(Records)
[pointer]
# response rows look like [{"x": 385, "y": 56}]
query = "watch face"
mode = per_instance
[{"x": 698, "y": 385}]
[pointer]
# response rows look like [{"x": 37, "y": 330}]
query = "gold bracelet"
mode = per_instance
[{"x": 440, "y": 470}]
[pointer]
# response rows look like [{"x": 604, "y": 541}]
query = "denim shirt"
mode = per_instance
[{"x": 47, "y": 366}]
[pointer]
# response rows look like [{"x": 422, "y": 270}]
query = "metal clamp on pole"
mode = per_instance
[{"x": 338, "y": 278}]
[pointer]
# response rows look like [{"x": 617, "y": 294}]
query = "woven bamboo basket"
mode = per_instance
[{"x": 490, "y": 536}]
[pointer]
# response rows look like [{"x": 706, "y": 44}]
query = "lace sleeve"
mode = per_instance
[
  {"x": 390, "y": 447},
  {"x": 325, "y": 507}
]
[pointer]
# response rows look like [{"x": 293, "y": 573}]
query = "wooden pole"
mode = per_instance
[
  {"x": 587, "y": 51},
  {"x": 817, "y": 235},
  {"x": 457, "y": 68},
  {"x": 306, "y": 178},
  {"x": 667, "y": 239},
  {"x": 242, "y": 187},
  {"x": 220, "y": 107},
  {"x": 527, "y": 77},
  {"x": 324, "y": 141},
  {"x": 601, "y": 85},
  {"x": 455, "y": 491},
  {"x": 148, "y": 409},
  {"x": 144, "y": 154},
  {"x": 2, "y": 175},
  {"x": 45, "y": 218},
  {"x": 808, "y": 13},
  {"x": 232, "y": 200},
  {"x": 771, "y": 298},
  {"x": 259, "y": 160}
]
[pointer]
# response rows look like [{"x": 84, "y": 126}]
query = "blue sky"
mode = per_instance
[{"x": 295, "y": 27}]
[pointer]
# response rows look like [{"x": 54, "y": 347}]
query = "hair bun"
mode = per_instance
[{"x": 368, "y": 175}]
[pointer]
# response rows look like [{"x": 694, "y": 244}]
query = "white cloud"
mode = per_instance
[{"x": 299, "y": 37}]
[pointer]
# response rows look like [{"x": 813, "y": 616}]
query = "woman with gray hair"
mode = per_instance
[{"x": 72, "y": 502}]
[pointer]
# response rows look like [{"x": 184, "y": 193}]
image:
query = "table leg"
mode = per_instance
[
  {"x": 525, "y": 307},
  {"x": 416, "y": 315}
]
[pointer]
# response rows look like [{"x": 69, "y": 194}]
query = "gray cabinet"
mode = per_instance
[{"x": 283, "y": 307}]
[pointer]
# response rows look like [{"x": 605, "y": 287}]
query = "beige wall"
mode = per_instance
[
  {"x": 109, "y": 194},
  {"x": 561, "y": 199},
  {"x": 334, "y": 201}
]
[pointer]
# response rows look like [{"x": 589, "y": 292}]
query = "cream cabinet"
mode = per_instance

• **What you have to do**:
Copy each record from above exactly, and include every line.

• **Exercise answer**:
[pointer]
# response rows look like [{"x": 385, "y": 56}]
query = "watch face"
mode = per_instance
[{"x": 698, "y": 385}]
[pointer]
# response rows look like [{"x": 37, "y": 330}]
query = "gold bracelet"
mode = per_instance
[{"x": 440, "y": 470}]
[pointer]
# response rows look like [{"x": 604, "y": 541}]
query = "denim shirt"
mode = per_instance
[{"x": 47, "y": 366}]
[pointer]
# response rows look like [{"x": 422, "y": 270}]
query = "metal clamp on pole"
mode = per_instance
[{"x": 338, "y": 278}]
[pointer]
# response rows look like [{"x": 617, "y": 294}]
query = "woven bamboo basket"
mode = per_instance
[{"x": 490, "y": 536}]
[pointer]
# response rows look like [{"x": 706, "y": 44}]
query = "lace sleeve"
mode = per_instance
[
  {"x": 390, "y": 447},
  {"x": 325, "y": 507}
]
[pointer]
# response rows look like [{"x": 293, "y": 573}]
query = "wooden pole"
mode = per_instance
[
  {"x": 587, "y": 51},
  {"x": 817, "y": 235},
  {"x": 457, "y": 68},
  {"x": 306, "y": 178},
  {"x": 667, "y": 239},
  {"x": 242, "y": 187},
  {"x": 220, "y": 107},
  {"x": 527, "y": 77},
  {"x": 324, "y": 141},
  {"x": 601, "y": 85},
  {"x": 455, "y": 491},
  {"x": 148, "y": 409},
  {"x": 144, "y": 154},
  {"x": 2, "y": 175},
  {"x": 45, "y": 218},
  {"x": 808, "y": 13},
  {"x": 232, "y": 200},
  {"x": 771, "y": 298},
  {"x": 259, "y": 160}
]
[pointer]
# response rows look like [{"x": 84, "y": 126}]
query = "blue sky"
mode = per_instance
[{"x": 295, "y": 27}]
[pointer]
# response rows look like [{"x": 54, "y": 347}]
query = "hair bun"
mode = per_instance
[{"x": 368, "y": 175}]
[pointer]
# response rows look like [{"x": 694, "y": 244}]
query = "white cloud"
mode = per_instance
[{"x": 299, "y": 37}]
[pointer]
# response rows look like [{"x": 813, "y": 616}]
query = "woman with gray hair"
mode = per_instance
[{"x": 72, "y": 502}]
[pointer]
# response rows look like [{"x": 184, "y": 193}]
image:
query = "table leg"
mode = per_instance
[
  {"x": 525, "y": 307},
  {"x": 416, "y": 315}
]
[pointer]
# response rows look like [{"x": 69, "y": 194}]
query = "gray cabinet"
mode = per_instance
[{"x": 283, "y": 307}]
[pointer]
# response rows look like [{"x": 605, "y": 287}]
query = "beige wall"
mode = per_instance
[
  {"x": 109, "y": 194},
  {"x": 561, "y": 199},
  {"x": 334, "y": 201}
]
[pointer]
# response rows look like [{"x": 589, "y": 292}]
query = "cream cabinet"
mode = per_instance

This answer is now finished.